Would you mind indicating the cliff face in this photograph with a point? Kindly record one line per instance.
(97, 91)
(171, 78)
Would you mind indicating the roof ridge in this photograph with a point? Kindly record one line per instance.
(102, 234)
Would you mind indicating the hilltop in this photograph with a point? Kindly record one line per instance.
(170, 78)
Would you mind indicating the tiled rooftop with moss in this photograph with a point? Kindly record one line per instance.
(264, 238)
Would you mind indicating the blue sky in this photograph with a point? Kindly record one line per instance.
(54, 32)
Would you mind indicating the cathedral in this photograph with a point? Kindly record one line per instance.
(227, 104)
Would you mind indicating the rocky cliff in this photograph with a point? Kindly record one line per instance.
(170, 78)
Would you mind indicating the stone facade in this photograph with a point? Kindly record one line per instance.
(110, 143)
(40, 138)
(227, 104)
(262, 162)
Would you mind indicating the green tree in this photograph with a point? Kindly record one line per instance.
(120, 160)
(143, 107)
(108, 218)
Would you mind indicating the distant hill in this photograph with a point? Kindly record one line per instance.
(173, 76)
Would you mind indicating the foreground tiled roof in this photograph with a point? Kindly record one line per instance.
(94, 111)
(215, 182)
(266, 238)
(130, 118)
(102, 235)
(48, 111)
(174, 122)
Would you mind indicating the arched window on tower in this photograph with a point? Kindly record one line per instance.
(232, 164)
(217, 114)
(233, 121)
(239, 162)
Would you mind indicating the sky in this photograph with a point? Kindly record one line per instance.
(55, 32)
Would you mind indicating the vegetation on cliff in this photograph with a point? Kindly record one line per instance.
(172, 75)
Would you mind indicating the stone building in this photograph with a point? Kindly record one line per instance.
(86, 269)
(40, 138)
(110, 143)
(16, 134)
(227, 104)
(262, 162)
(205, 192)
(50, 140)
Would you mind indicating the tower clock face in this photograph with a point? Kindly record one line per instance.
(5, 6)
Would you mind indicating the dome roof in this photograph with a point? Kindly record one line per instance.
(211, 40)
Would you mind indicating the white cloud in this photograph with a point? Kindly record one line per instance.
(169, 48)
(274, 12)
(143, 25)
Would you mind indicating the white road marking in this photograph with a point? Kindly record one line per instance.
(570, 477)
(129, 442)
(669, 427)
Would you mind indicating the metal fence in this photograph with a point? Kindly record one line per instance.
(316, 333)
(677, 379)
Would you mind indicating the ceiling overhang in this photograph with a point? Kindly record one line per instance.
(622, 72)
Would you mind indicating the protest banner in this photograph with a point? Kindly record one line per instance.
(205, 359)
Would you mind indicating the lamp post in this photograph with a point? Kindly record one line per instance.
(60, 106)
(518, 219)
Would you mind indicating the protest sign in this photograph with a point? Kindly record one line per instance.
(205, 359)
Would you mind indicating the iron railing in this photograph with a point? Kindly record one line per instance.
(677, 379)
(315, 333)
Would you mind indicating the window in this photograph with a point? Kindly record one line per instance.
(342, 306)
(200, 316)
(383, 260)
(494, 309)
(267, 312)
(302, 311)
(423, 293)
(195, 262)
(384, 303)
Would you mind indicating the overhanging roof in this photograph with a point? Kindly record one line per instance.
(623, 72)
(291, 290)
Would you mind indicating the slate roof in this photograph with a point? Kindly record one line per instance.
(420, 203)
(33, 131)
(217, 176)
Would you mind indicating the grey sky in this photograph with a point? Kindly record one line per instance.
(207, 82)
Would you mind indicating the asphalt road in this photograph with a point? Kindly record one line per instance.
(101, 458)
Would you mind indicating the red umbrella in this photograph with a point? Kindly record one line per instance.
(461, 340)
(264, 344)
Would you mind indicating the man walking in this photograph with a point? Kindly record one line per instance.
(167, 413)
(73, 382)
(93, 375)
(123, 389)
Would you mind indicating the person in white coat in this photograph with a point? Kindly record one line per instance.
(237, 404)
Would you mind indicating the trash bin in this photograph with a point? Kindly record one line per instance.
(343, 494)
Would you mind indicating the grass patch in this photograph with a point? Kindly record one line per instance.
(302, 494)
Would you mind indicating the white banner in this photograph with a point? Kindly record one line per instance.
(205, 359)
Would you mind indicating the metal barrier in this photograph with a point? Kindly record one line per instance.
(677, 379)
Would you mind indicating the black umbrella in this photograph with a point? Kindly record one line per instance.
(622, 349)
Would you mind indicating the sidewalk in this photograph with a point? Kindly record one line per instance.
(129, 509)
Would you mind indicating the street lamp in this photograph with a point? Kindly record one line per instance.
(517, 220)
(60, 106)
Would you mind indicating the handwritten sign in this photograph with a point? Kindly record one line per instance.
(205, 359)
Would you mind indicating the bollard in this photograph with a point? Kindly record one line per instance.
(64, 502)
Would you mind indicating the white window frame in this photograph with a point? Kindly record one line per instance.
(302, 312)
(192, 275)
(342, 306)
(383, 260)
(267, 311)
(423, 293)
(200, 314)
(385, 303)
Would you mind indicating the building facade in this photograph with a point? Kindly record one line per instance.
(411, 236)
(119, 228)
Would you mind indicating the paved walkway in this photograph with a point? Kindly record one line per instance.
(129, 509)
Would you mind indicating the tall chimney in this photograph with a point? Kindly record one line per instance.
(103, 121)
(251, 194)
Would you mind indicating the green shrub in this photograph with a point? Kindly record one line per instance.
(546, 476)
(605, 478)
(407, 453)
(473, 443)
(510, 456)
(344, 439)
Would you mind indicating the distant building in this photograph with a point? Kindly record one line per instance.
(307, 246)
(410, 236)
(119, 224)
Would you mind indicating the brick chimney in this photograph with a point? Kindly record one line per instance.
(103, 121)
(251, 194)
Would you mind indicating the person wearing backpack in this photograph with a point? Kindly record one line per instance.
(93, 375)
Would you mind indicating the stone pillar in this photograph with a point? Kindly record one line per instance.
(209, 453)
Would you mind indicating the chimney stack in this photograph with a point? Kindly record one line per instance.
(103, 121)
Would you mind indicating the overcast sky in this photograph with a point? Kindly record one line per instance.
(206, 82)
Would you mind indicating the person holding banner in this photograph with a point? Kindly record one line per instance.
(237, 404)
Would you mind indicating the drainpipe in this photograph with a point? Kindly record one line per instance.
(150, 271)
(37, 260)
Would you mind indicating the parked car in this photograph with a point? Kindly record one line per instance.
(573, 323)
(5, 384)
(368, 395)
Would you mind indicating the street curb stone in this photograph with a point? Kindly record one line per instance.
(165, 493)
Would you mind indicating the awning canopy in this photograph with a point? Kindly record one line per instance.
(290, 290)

What the task requires.
After reading the listing, copy it out exactly and in full.

Response to this exercise.
Would you mind indicating the cliff face in this photograph with a point? Kindly record one line per instance.
(97, 91)
(171, 78)
Would you mind indicating the roof ridge in this photograph with a point? Kindly record one line per instance.
(102, 234)
Would you mind indicating the hilltop in this photograph with a point? Kindly record one line per instance.
(170, 78)
Would you mind indicating the tiled rooftop with moss in this photograph with a point? Kindly record one line per instance.
(264, 238)
Would you mind indicating the blue sky in this photograph with a point? Kindly record one line per instance.
(54, 32)
Would you mind indicating the cathedral in this photograph with a point? Kindly record one line per instance.
(227, 104)
Would you mind indicating the rocky cliff in this photograph with a point? Kindly record one line per instance.
(170, 78)
Would you mind indicating the stone facade in this photograph with a point? Kindly record one line per instance.
(110, 143)
(40, 138)
(227, 104)
(262, 162)
Would you mind indicating the green tree in this photograph with a point? Kindly record one line per instance.
(120, 160)
(143, 107)
(108, 218)
Would you mind indicating the distant hill in this photograph with a point? Kindly record one line per instance.
(173, 76)
Would you mind indicating the foreground tiled roof in this photograph with a point? Kindly record one line per instance.
(94, 111)
(215, 182)
(266, 238)
(130, 118)
(102, 235)
(48, 111)
(174, 122)
Would you mind indicating the arched window on tower in this photograph with a point? Kindly record one line per instance.
(232, 164)
(217, 114)
(233, 121)
(239, 162)
Would you mind indicating the sky in this photograph with a point? Kindly record one line per instance.
(55, 32)
Would you mind indicating the vegetation on cliff in this photograph with a point? Kindly record one line per instance.
(172, 75)
Would you mind indicating the stone building in this photograph with a point? Kindly record one line per instance.
(86, 269)
(40, 138)
(110, 143)
(16, 134)
(227, 104)
(262, 162)
(205, 192)
(50, 140)
Would you mind indicating the tower clock face in this photograph with a point? Kindly record one line per instance.
(5, 6)
Would you mind indicating the dome roof in this photograph with a point? Kindly record one line per instance.
(211, 40)
Would you mind indicating the white cloud in this photograph with a point? Kindly record one line per instance.
(169, 48)
(274, 12)
(143, 25)
Would you mind indicating the white road marking in this photograph with a point? Kindly record one line per instance.
(570, 477)
(129, 442)
(669, 427)
Would you mind indicating the metal fence in this photograph with a point? Kindly record one line per instance.
(316, 333)
(677, 379)
Would you mind indicating the ceiling overhang in this photograph with a point? Kindly record one line per instance.
(622, 72)
Would you mind indicating the protest banner in this photograph with a point? Kindly record one line per instance.
(205, 359)
Would you mind indicating the lamp post in this photograph with a point? Kindly record one line per instance.
(60, 106)
(518, 219)
Would you mind indicating the protest sign in this photograph with a point? Kindly record one line per instance.
(205, 359)
Would you mind indicating the iron railing in this photograph with a point? Kindly record one line per instance.
(677, 379)
(315, 333)
Would you mind indicating the window in this photograph with a point? Kindly record one line per instance.
(342, 306)
(200, 316)
(383, 260)
(494, 309)
(267, 312)
(302, 311)
(423, 293)
(195, 262)
(384, 303)
Would you mind indicating the overhanging roof in this photograph with a point? Kindly record one line per instance.
(623, 72)
(291, 290)
Would you mind indicating the slate roof in this photograph with a point? Kindly record one line per instance.
(420, 203)
(33, 131)
(217, 176)
Would you mind indicating the grey sky in this photograph with a point? Kindly record one line per instance.
(207, 82)
Would you mind indicating the asphalt road in this photograph with a point? Kindly record one line per instance.
(101, 458)
Would you mind indicating the red umbrella in this photograph with a point? Kindly record one line per instance.
(461, 340)
(264, 344)
Would you mind indicating the man walking in this photograph with a point? Kindly record one line per instance.
(167, 413)
(73, 382)
(93, 375)
(123, 389)
Would you mind indicating the person in white coat in this photograph with a point? Kindly record one line per instance.
(237, 404)
Would you mind indicating the trash bin in this photograph with a point? Kindly record one line per instance.
(343, 494)
Would you mind indicating the grass patch in this photograph with a point? Kindly record one line per instance.
(302, 494)
Would you mind indicating the white banner in this photograph with a point? Kindly record one line per instance.
(205, 359)
Would you mind indicating the metal barrier in this photograph with a point? Kindly record one line per instance.
(677, 379)
Would you mind indicating the black umbrella in this photograph with a point? Kindly record one line per instance.
(622, 349)
Would you mind indicating the sidewalk in this photograph with a point? Kindly record one line per instance.
(129, 509)
Would you mind indicating the street lamp in this photograph with a point? Kindly record one line per instance.
(517, 220)
(60, 106)
Would you mind indicating the handwritten sign in this photograph with a point? Kindly record one line per instance.
(205, 359)
Would you mind indicating the bollard in this photograph with a point? Kindly record one line per instance.
(64, 502)
Would you mind indicating the white window frame in this photograph with a point? Kindly record one line per instance.
(302, 312)
(192, 275)
(342, 306)
(383, 260)
(267, 311)
(423, 293)
(200, 314)
(385, 303)
Would you mind indicating the building facade in this photograph with a point? Kindly record one line per instance.
(411, 236)
(119, 228)
Would you mind indicating the paved walkway in this photograph with a point? Kindly record one line per instance.
(129, 509)
Would you mind indicating the tall chimney in this photograph with a point? Kindly record one line per instance.
(103, 121)
(251, 194)
Would you mind indicating the green shrub in this photograph with a point? Kindly record one line per instance.
(546, 476)
(605, 478)
(407, 453)
(473, 443)
(510, 456)
(344, 439)
Would you mind indicating the distant building in this photograph with a point? Kindly record one line per instance.
(307, 246)
(410, 236)
(119, 224)
Would you mind indicating the brick chimney in this photograph with a point? Kindly record one line per instance.
(103, 121)
(251, 194)
Would you mind indicating the person wearing backpack in this photograph with a point? Kindly record one line per instance.
(93, 375)
Would you mind indicating the stone pillar in this photograph with a point? Kindly record one line per instance.
(209, 453)
Would you mind indicating the chimney stack in this photograph with a point? Kindly record one line per instance.
(103, 121)
Would you mind indicating the overcast sky in this photograph with a point? Kindly record one line per instance.
(206, 82)
Would you mind indicating the person holding banner in this photograph with a point? Kindly record one line per instance.
(237, 404)
Would you mind indicating the drainpipe in this photograph with a point? Kindly record one line per instance.
(150, 271)
(37, 260)
Would you mind indicating the parked car in this photograph with a point? Kindly record one line per instance.
(573, 323)
(5, 384)
(368, 395)
Would you mind indicating the street curb stone in this photograph with a point? Kindly record one line per instance.
(165, 493)
Would you mind indicating the awning canopy in this photograph with a point? Kindly record one line per instance.
(290, 290)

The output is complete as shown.